» **TASK TO COMPLETE**: Nothing but the line with "Mark the innermost point of each instance of the football on" and the lines after it, through the end of the records below, is to be repeated, exactly as it is.

» **THE RECORDS**:

☆ ☆ ☆ ☆ ☆ ☆ ☆

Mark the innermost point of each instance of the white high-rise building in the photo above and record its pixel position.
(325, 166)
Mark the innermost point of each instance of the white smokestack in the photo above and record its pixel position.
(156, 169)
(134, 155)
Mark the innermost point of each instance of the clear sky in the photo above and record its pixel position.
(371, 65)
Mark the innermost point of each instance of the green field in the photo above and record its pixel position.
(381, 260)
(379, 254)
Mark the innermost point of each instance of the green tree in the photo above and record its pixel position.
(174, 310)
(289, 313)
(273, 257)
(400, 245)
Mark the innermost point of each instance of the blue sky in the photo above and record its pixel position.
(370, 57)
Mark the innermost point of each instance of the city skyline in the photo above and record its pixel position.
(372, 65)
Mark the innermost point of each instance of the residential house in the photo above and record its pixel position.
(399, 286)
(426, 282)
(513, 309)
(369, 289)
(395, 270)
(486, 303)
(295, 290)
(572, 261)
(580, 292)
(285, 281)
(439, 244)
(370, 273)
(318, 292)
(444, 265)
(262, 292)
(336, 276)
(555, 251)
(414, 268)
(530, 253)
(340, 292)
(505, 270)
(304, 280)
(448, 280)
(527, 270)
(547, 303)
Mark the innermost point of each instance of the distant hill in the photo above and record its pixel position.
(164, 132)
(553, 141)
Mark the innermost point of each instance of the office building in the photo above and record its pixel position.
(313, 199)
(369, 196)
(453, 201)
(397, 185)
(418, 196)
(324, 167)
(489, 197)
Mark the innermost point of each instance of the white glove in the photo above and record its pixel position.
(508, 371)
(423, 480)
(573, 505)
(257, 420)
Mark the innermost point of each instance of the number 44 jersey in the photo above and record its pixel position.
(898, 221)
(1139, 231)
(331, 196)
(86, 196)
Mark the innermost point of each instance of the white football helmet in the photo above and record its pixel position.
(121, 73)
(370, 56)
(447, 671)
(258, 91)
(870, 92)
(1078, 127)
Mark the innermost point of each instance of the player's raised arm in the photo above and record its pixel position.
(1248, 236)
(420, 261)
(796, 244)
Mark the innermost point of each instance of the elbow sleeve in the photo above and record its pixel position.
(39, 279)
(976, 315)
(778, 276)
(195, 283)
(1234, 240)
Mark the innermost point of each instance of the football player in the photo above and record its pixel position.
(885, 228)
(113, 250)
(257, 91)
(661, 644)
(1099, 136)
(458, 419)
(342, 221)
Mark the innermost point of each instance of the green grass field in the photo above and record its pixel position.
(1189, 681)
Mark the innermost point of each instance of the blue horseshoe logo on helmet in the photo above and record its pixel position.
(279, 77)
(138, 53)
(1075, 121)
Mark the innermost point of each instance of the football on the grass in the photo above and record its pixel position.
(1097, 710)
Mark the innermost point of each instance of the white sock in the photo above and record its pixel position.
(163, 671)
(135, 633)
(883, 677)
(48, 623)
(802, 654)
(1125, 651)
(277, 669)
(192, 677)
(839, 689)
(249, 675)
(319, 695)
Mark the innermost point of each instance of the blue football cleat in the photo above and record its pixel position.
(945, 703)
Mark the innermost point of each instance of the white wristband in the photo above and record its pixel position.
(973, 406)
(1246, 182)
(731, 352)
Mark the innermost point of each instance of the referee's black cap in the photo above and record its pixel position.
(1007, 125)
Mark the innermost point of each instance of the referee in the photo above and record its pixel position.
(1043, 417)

☆ ☆ ☆ ☆ ☆ ☆ ☆

» **REPLY**:
Mark the innermost point of each instance of the football on the grass in the photo above and record its pixel position.
(1097, 710)
Mark the innermost point of each instance of the white sock in the photo above and record its pixel position.
(163, 671)
(135, 633)
(883, 677)
(48, 623)
(802, 654)
(1125, 651)
(277, 669)
(192, 677)
(839, 689)
(249, 675)
(319, 695)
Mark the innermost point of each instance of the blue football cleat in the photo above and record its pixel position.
(945, 703)
Mark the innermost point of each instance of the white wristband in the photo above and record its pixel position.
(973, 406)
(1246, 182)
(731, 352)
Mark the innermost point of each instance of the referee's black cap in the photo above and record its pixel position.
(1007, 125)
Mark the innermost point of each instance of the referee in the photo above and record its pixel position.
(1043, 417)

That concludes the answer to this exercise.